◆ Text:
About Me

Quetzaltenango, Guatemala
Welcome to my adventure in Guatemala! Feel free to comment, positive or negative, and share your stories as well.

Tuesday, February 9, 2010

Thanks best friend Michele Mitchell for pulling me through once again:

So Guatemala seems to be just like Thailand in that half of life is wonderful, amazing, everything I hoped it would be and the other half is miserable and I wish it would all end. (Not my life of course but this particular aspect).
The actual Peace Corps part of the Peace Corps has been great! I have language classes every day with a teacher who’s SO adorable and funny (he giggles all the time and tells us jokes/lies and gets us all turned around before telling us the truth or the real word or phrase. LOVE that guy). Some people don’t like the technical training we receive but I find it beneficial, creatively presented and with a plethora of current volunteer guest speakers to give us detailed answers to our hundreds of questions. It’s exactly what I hoped it would be and actually MORE!!! (Peace Corps is an amazing organization in so many ways.)

◆ The tasks:
(A) Rewrite the Guatemala blog post from "The actual Peace" up to and including "so many ways.)", replacing "teacher" with "tutor".
(B) Pick up the Guatemala blog post where it stops and keep writing it.
The data plays no part in this.

◆ Supplied data:
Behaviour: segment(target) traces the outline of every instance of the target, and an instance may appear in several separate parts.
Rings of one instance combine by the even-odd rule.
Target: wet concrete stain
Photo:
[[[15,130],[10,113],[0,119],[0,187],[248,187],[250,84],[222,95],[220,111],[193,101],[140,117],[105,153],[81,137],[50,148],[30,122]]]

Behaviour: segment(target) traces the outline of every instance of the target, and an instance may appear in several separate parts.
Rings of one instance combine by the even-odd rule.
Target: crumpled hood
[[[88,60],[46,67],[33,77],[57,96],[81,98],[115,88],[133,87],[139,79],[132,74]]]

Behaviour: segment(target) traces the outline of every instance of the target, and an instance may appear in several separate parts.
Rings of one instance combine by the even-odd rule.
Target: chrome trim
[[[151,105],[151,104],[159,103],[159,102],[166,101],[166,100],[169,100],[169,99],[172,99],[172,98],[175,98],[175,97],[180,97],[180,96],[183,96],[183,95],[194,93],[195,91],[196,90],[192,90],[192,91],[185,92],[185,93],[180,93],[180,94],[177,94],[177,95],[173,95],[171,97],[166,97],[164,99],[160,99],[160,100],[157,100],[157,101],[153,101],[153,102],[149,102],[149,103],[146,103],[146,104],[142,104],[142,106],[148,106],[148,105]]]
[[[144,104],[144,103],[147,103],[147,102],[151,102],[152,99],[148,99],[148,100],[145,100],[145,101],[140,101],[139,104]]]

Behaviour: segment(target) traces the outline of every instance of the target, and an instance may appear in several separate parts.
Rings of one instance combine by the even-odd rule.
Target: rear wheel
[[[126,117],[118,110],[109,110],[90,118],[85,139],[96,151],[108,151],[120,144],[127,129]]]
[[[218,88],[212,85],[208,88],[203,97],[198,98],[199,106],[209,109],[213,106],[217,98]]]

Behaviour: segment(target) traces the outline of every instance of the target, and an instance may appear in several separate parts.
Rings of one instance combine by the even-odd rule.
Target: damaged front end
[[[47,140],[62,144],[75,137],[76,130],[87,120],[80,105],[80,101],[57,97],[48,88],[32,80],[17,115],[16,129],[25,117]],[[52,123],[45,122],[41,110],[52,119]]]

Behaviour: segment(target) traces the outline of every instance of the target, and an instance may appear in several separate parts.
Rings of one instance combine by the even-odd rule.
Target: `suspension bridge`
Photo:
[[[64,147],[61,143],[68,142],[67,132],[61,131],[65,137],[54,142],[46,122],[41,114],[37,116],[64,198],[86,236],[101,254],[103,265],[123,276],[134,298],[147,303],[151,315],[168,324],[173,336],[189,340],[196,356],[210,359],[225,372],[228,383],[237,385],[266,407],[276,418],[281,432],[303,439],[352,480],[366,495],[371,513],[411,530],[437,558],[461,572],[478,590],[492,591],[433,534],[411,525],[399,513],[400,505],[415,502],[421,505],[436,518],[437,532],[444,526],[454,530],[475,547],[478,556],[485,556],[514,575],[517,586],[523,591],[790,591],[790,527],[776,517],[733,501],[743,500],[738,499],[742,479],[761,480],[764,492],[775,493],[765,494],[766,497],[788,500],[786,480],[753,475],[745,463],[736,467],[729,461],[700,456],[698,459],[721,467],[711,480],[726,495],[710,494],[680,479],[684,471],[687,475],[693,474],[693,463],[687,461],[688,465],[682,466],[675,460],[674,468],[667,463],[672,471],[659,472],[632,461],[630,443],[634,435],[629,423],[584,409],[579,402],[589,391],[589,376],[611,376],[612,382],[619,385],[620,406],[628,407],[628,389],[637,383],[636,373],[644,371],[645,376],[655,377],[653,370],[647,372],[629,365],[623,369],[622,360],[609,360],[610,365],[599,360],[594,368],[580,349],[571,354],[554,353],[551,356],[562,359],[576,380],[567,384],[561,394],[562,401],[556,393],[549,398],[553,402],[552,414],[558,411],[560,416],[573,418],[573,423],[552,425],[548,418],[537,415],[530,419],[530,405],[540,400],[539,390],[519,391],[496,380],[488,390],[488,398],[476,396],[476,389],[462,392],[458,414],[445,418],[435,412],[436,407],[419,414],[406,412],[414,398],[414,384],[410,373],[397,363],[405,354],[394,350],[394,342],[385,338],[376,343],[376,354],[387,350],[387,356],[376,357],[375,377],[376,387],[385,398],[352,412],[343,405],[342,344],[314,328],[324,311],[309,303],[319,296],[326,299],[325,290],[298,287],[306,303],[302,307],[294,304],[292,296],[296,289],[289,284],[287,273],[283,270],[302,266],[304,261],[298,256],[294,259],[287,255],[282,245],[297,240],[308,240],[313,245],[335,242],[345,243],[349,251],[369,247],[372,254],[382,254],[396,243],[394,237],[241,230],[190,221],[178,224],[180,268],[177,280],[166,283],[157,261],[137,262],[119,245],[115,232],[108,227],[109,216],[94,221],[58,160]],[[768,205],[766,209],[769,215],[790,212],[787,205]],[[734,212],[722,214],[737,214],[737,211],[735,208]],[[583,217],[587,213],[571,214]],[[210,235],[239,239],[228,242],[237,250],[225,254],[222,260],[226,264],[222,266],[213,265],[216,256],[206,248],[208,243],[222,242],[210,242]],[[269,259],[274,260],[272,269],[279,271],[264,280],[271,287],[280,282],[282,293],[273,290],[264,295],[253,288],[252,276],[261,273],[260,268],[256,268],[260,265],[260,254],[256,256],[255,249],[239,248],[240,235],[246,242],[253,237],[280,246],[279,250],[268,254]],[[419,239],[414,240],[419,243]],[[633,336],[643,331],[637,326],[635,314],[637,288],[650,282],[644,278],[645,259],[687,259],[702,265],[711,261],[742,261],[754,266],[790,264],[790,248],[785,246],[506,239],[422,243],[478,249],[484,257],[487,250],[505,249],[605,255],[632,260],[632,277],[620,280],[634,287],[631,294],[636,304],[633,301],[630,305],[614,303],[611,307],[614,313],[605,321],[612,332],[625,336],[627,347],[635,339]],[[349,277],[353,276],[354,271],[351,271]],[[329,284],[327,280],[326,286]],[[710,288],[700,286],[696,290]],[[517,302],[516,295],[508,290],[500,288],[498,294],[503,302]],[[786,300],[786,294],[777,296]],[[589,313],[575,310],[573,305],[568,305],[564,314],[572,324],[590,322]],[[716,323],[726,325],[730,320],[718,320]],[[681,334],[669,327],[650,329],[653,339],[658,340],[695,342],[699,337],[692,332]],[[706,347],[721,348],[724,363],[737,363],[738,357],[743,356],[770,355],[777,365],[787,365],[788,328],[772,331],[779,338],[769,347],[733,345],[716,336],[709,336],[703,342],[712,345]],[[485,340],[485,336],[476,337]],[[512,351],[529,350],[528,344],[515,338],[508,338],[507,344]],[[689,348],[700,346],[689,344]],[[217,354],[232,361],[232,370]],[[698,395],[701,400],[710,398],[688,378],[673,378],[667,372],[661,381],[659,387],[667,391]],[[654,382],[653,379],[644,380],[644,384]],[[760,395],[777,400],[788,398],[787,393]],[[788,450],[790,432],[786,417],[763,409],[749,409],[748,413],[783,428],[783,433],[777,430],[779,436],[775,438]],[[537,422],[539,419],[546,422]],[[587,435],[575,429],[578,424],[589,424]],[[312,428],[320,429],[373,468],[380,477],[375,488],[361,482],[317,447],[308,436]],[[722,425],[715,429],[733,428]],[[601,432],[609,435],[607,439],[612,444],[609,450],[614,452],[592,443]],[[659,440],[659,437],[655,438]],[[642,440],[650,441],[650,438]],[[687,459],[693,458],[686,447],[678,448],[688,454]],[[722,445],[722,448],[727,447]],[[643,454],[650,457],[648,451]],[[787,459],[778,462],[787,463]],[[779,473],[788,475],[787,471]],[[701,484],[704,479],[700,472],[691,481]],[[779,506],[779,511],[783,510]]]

◆ Responses in order:
(A)
The actual Peace Corps part of the Peace Corps has been great! I have language classes every day with a tutor who’s SO adorable and funny (he giggles all the time and tells us jokes/lies and gets us all turned around before telling us the truth or the real word or phrase. LOVE that guy). Some people don’t like the technical training we receive but I find it beneficial, creatively presented and with a plethora of current volunteer guest speakers to give us detailed answers to our hundreds of questions. It’s exactly what I hoped it would be and actually MORE!!! (Peace Corps is an amazing organization in so many ways.)

(B)
The miserable part is that my personality has officially left the building. For the past 35 days, the Tiffany that you know has yet to surface. The incessant, boisterous laughter, high-pitched nasally excited voice, wild gestures, exaggerated facial expressions and all around over-the-top bodily animation….Guatemala has yet to see. It’s exactly the opposite of Thailand: for my first three weeks of solitude and social isolation before I found friends, I experienced myself as never before. I think God sent me there to more fully appreciate his blessing to me of my personality. If any of you guys read my entries, you remember it was an outrageous time full of ridiculous moments, crazy excursions, odd insights and innumerable knee-slapping laughs…..but they occurred when I was completely, 100% alone. I can’t recall a time when it so GREAT to be me. Slightly odd or awkward attributes, outlandish comments or wild tendencies were amplified in the absence of outside influence and judgment...It almost felt like the sun was inside my head sitting just behind my face, bursting to get out. I remember sometimes my face felt like it was going to slide off at the end of the day and my eyes felt like little paper weights as exhaustion set in from smiling and laughing so much.

So why has this awkward, mostly reserved person who tends to be a sideline observer emerged here in Guatemala? I ask myself the same question every day. I’ve come up with a few ideas.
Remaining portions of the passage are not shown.